[WHAT THE TASK ASKS] Each entry below should be returned exactly as is, with the pictures removed.

## Begin TASK MATERIAL

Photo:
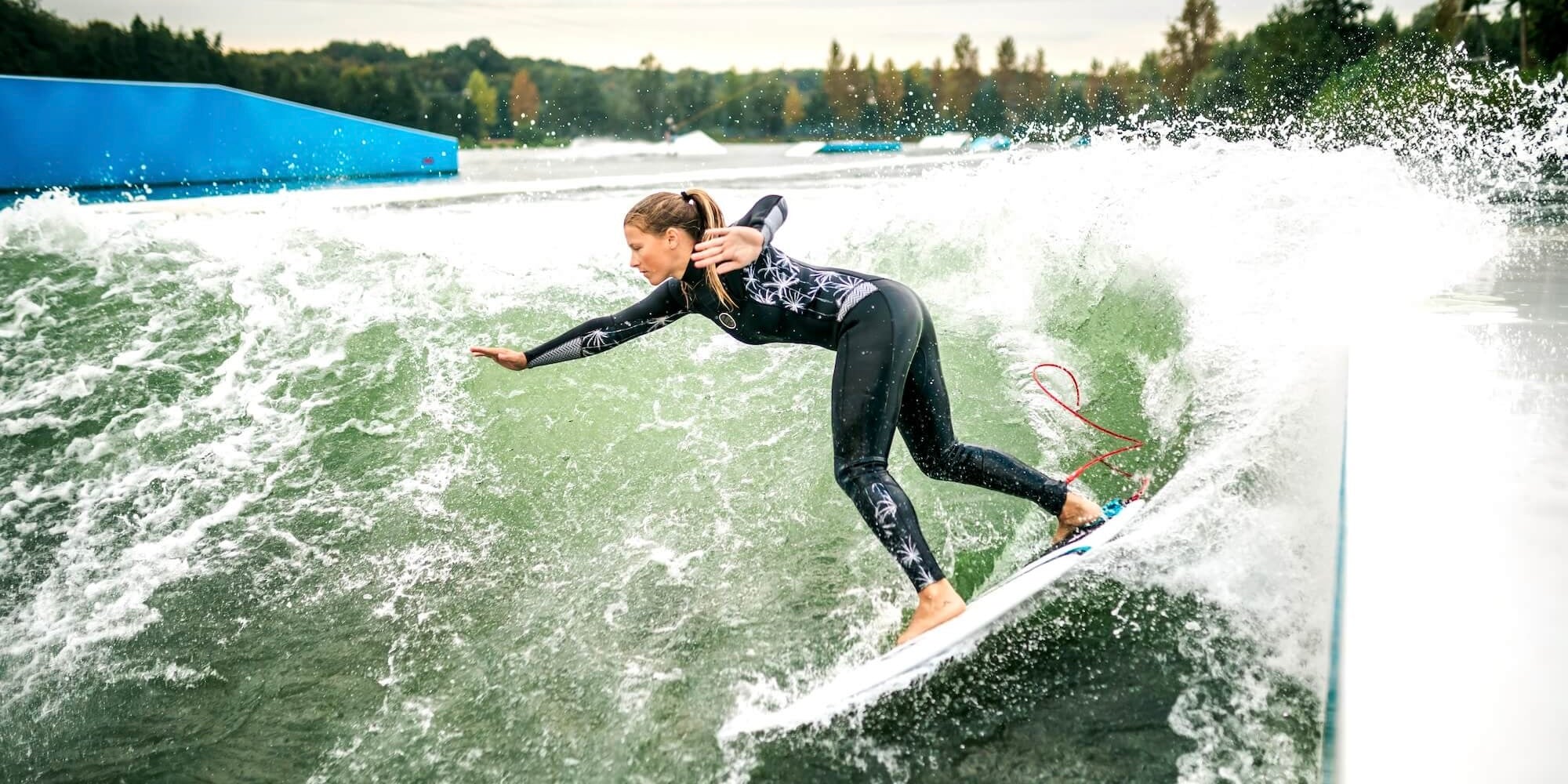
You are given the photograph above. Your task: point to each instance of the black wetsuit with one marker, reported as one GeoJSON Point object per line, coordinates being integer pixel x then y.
{"type": "Point", "coordinates": [887, 376]}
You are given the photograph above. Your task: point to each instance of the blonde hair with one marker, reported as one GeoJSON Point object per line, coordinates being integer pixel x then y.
{"type": "Point", "coordinates": [694, 212]}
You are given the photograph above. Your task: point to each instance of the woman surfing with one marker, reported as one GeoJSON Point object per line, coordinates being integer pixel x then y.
{"type": "Point", "coordinates": [887, 374]}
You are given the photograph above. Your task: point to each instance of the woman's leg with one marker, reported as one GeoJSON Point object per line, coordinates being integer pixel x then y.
{"type": "Point", "coordinates": [877, 344]}
{"type": "Point", "coordinates": [927, 426]}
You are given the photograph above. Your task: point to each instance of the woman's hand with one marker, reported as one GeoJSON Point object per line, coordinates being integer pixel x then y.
{"type": "Point", "coordinates": [730, 249]}
{"type": "Point", "coordinates": [503, 357]}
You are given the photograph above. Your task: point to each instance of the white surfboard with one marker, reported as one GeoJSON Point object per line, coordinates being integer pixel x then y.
{"type": "Point", "coordinates": [920, 658]}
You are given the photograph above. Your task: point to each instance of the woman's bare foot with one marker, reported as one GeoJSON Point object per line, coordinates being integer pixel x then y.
{"type": "Point", "coordinates": [940, 603]}
{"type": "Point", "coordinates": [1076, 512]}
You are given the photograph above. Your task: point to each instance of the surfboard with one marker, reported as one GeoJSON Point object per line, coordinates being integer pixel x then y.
{"type": "Point", "coordinates": [913, 661]}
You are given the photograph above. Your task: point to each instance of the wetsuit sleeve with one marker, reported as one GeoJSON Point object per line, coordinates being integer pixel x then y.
{"type": "Point", "coordinates": [766, 217]}
{"type": "Point", "coordinates": [601, 335]}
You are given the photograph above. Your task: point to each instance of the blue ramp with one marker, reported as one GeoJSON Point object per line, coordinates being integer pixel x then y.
{"type": "Point", "coordinates": [96, 134]}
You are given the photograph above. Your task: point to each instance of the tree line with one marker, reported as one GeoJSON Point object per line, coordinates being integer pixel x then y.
{"type": "Point", "coordinates": [474, 92]}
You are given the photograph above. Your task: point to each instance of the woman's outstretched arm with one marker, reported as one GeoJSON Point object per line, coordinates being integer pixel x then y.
{"type": "Point", "coordinates": [598, 335]}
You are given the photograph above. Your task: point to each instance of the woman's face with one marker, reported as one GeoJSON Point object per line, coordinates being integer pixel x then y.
{"type": "Point", "coordinates": [659, 256]}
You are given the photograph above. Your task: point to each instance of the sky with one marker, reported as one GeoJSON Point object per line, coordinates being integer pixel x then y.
{"type": "Point", "coordinates": [710, 35]}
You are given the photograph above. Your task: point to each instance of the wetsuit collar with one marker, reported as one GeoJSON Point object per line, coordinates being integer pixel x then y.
{"type": "Point", "coordinates": [694, 275]}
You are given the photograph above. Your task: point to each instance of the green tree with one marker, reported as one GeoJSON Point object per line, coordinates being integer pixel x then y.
{"type": "Point", "coordinates": [964, 81]}
{"type": "Point", "coordinates": [482, 96]}
{"type": "Point", "coordinates": [1189, 48]}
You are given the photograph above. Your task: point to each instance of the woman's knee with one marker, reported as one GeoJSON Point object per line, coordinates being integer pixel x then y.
{"type": "Point", "coordinates": [855, 474]}
{"type": "Point", "coordinates": [943, 463]}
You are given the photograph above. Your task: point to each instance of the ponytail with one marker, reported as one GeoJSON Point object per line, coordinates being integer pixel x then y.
{"type": "Point", "coordinates": [694, 212]}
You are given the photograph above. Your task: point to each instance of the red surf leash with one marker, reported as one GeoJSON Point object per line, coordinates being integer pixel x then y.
{"type": "Point", "coordinates": [1078, 401]}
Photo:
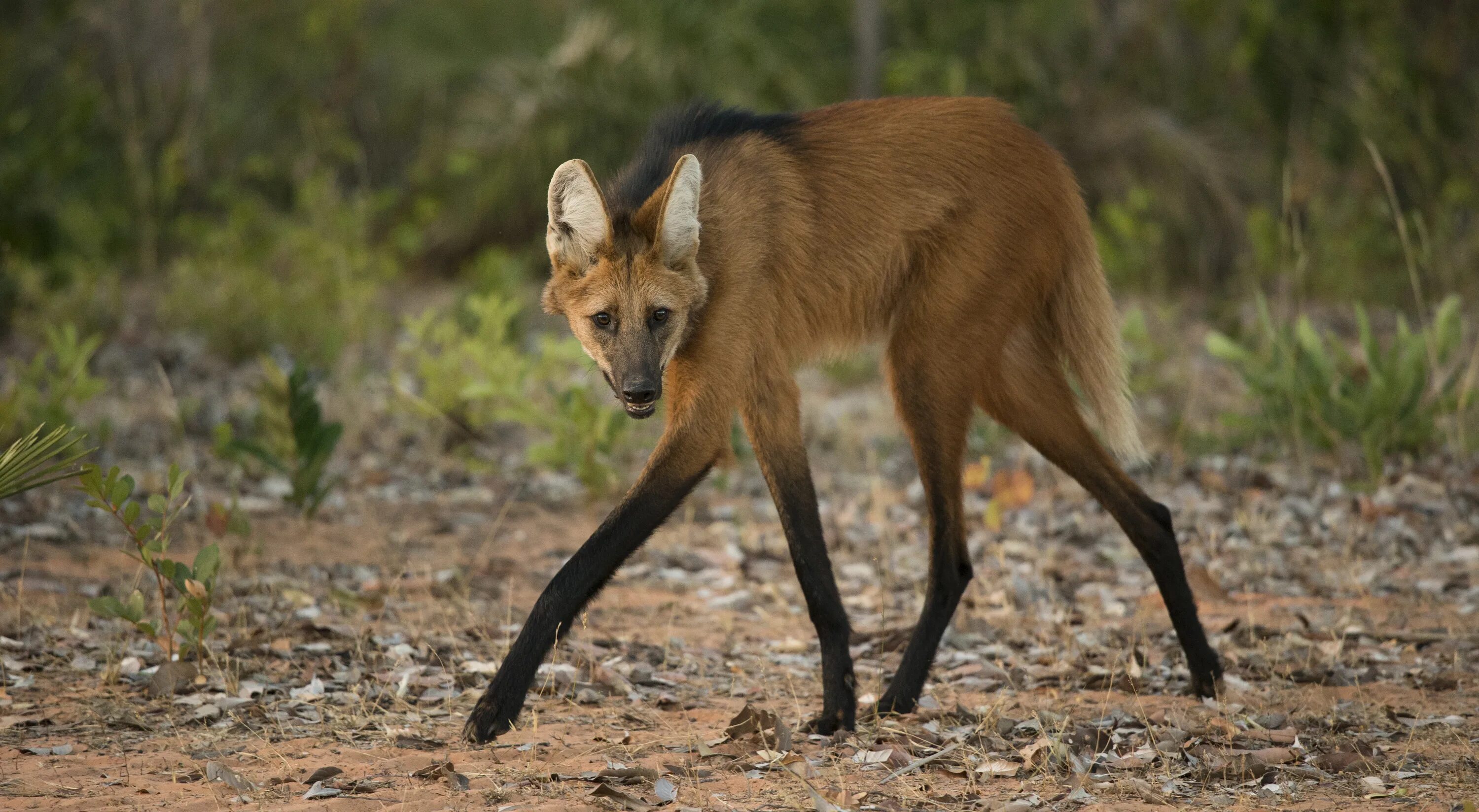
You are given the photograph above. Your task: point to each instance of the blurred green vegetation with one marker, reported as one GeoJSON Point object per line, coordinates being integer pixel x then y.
{"type": "Point", "coordinates": [213, 142]}
{"type": "Point", "coordinates": [1309, 389]}
{"type": "Point", "coordinates": [274, 175]}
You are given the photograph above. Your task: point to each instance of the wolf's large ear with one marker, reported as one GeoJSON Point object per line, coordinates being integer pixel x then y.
{"type": "Point", "coordinates": [579, 222]}
{"type": "Point", "coordinates": [678, 227]}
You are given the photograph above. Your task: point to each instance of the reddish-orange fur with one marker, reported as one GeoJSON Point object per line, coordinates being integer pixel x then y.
{"type": "Point", "coordinates": [940, 227]}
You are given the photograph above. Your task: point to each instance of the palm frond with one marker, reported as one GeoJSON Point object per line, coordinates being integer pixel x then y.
{"type": "Point", "coordinates": [37, 461]}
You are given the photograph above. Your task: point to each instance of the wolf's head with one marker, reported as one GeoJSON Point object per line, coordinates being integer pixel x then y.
{"type": "Point", "coordinates": [628, 284]}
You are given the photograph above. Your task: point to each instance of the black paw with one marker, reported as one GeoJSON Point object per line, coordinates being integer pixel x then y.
{"type": "Point", "coordinates": [1207, 679]}
{"type": "Point", "coordinates": [490, 719]}
{"type": "Point", "coordinates": [832, 721]}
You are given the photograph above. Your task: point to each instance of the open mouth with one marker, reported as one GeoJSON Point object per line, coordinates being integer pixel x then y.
{"type": "Point", "coordinates": [641, 410]}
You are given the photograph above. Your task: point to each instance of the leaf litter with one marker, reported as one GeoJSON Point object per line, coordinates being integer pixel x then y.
{"type": "Point", "coordinates": [1343, 617]}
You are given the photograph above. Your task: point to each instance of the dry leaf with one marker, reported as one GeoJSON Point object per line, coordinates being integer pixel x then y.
{"type": "Point", "coordinates": [750, 721]}
{"type": "Point", "coordinates": [216, 771]}
{"type": "Point", "coordinates": [977, 475]}
{"type": "Point", "coordinates": [1012, 489]}
{"type": "Point", "coordinates": [1148, 793]}
{"type": "Point", "coordinates": [628, 802]}
{"type": "Point", "coordinates": [999, 768]}
{"type": "Point", "coordinates": [320, 790]}
{"type": "Point", "coordinates": [323, 774]}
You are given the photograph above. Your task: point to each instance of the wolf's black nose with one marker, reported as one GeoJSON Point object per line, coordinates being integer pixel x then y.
{"type": "Point", "coordinates": [639, 394]}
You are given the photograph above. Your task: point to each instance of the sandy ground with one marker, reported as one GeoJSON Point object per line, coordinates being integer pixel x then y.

## End TASK MATERIAL

[WORKED SOLUTION]
Photo:
You are given the photograph above. Your task: point to each instance of the black wetsuit with one marker, reported as one GeoJSON Point object per line, coordinates being integer pixel x then y.
{"type": "Point", "coordinates": [887, 376]}
You are given the photograph above. Your task: point to each instance of the blonde hair with one marker, reported as one GeoJSON Point object per line, coordinates being integer pixel x then y.
{"type": "Point", "coordinates": [694, 212]}
You are given the photograph above. Your task: point to each instance of the woman surfing with one marker, reported as one GeoJSON Point object per line, coordinates being integer pixel x then y.
{"type": "Point", "coordinates": [887, 374]}
You are given the photograph above. Your task: point to each instance of the woman's leg with one marker, reported as one GeoJSON Point object per line, coordinates being integer pixel x then y.
{"type": "Point", "coordinates": [877, 344]}
{"type": "Point", "coordinates": [927, 426]}
You are given the photograph above. Your task: point to each instance of the woman's hand with one marker, reported as one GeoJSON Point object per line, coordinates being integer pixel x then y.
{"type": "Point", "coordinates": [730, 249]}
{"type": "Point", "coordinates": [503, 357]}
You are given the photograph above. Your task: point to each instance of the white surfboard with one marker, reported as one GeoJSON Point object per line, coordinates being integer pixel x then y.
{"type": "Point", "coordinates": [920, 658]}
You are given the photograph above. Your task: point to each instance of the woman's bare foot with one marker, reported as one GeoJSON Point object per line, coordinates being integer pixel x then y.
{"type": "Point", "coordinates": [940, 603]}
{"type": "Point", "coordinates": [1076, 512]}
You are given the photograph above. Your task: point to each instance of the surfboard with one marker, reported as one GeoJSON Point object per line, coordinates being integer pixel x then y.
{"type": "Point", "coordinates": [913, 661]}
You are given the photograph above. Your task: point to each instance of the wetsuit sleeve with one marker, reported as one GeoJSON Point object per line, coordinates being integer pixel x then y.
{"type": "Point", "coordinates": [766, 217]}
{"type": "Point", "coordinates": [601, 335]}
You are given the photograph above. Your task: point to each instance of the blue ramp with one marker, reported as one GeoJSON Point object per line, coordinates being integer pixel x then y.
{"type": "Point", "coordinates": [96, 134]}
You are given the photograph above. Your task: point to each instance of the tree line with one marker, reported as one GeoJSON Point object per line, coordinates being integer pixel x then y.
{"type": "Point", "coordinates": [474, 92]}
You are given the photograph above. Your task: point to each instance of the woman's outstretched arm with one marker, reported as one GeoJSON Point object per line, coordinates being integer pixel x then y.
{"type": "Point", "coordinates": [598, 335]}
You are given the photograph above. Your task: point to each instance of the woman's face with one marker, reported as one GeoJSON Point object per line, coordinates being integer pixel x then y.
{"type": "Point", "coordinates": [659, 256]}
You are given the photograph above. Your task: point to each instance of the sky with one marker, reported as one GeoJSON Point object per line, coordinates being integer pixel x then y.
{"type": "Point", "coordinates": [710, 35]}
You are given the photograph above. Your task: point to each instance of the wetsuit collar with one marker, reported as one GeoJSON Point object per line, coordinates being integer pixel x then y.
{"type": "Point", "coordinates": [694, 275]}
You are given the photograph above. Your task: point to each instance of the green tree with one marker, reported as one GeoJSON Point object per line, coordinates being integer pixel x then y.
{"type": "Point", "coordinates": [964, 81]}
{"type": "Point", "coordinates": [482, 96]}
{"type": "Point", "coordinates": [1189, 48]}
You are given the photograph above. Your task: point to each instance of the woman's knee with one marker, reported as one GeoJSON Point object per line, coordinates being integer pixel x then y.
{"type": "Point", "coordinates": [855, 474]}
{"type": "Point", "coordinates": [943, 463]}
You are given the photograph above. Your task: point to each instance of the ponytail with one marker, reported as one GeoJSON Point object per line, coordinates being integer pixel x then y.
{"type": "Point", "coordinates": [694, 212]}
You are given the photograph above. Your task: point to each instance of the red surf leash with one marker, reported as one GeoJSON Point object per line, coordinates being integer pixel x then y.
{"type": "Point", "coordinates": [1078, 401]}
Photo:
You are given the photograph above. Your task: point to each instance of the blurred green vegetation with one marker, reported as one GeoJSON Point object per line, coordinates being integer pixel x then y.
{"type": "Point", "coordinates": [213, 142]}
{"type": "Point", "coordinates": [1309, 389]}
{"type": "Point", "coordinates": [274, 175]}
You are given the photograph above. Your task: point to each instance of the wolf's large ear with one marker, reported as one GeoJSON Point object per line, coordinates being integer pixel x then y.
{"type": "Point", "coordinates": [579, 222]}
{"type": "Point", "coordinates": [678, 227]}
You are given the photograph above. Your task: point to each instance of the reddish-orange fur with one marker, reported as one GeoJSON Point object per line, coordinates being integer pixel x then y.
{"type": "Point", "coordinates": [940, 227]}
You are given the photograph above. Your task: point to each instance of the palm frond with one marker, reported as one GeoJSON Point object per line, coordinates being integer pixel x then y.
{"type": "Point", "coordinates": [37, 461]}
You are given the photograph above. Your task: point to each instance of the wolf's head with one marker, reported as one GeoJSON Point object per line, coordinates being integer pixel x then y.
{"type": "Point", "coordinates": [628, 284]}
You are given the photograph above. Your task: point to each instance of the black paw with one marker, reported as one GeoJSON Point object per line, coordinates being integer pixel x then y.
{"type": "Point", "coordinates": [1207, 679]}
{"type": "Point", "coordinates": [490, 719]}
{"type": "Point", "coordinates": [832, 721]}
You are given the photograph above. Your task: point to each instance of the open mouth with one marker, reported as one GeoJSON Point object per line, coordinates being integer pixel x then y.
{"type": "Point", "coordinates": [641, 410]}
You are given the photograph above. Your task: point to each instance of the leaf litter with one marker, reported as one GeoJSON Point object per line, coordinates being integer pixel x then y.
{"type": "Point", "coordinates": [1343, 617]}
You are given the photograph above. Your task: point to each instance of the dry leaf with one marker, reported as one GeoJSON Point object per line, coordinates being integer pixel x then y.
{"type": "Point", "coordinates": [750, 721]}
{"type": "Point", "coordinates": [216, 771]}
{"type": "Point", "coordinates": [977, 475]}
{"type": "Point", "coordinates": [1012, 489]}
{"type": "Point", "coordinates": [1148, 793]}
{"type": "Point", "coordinates": [628, 802]}
{"type": "Point", "coordinates": [999, 768]}
{"type": "Point", "coordinates": [320, 790]}
{"type": "Point", "coordinates": [323, 774]}
You are given the photograph above. Your task: point to each instance of the wolf's black nose with one marker, reported as one GeoJSON Point object per line, coordinates being integer pixel x then y.
{"type": "Point", "coordinates": [639, 394]}
You are given the photograph above. Your task: point to each instance of the sandy ground with one marker, reported as one GeoJSON Point object per line, coordinates being integer pixel x then y.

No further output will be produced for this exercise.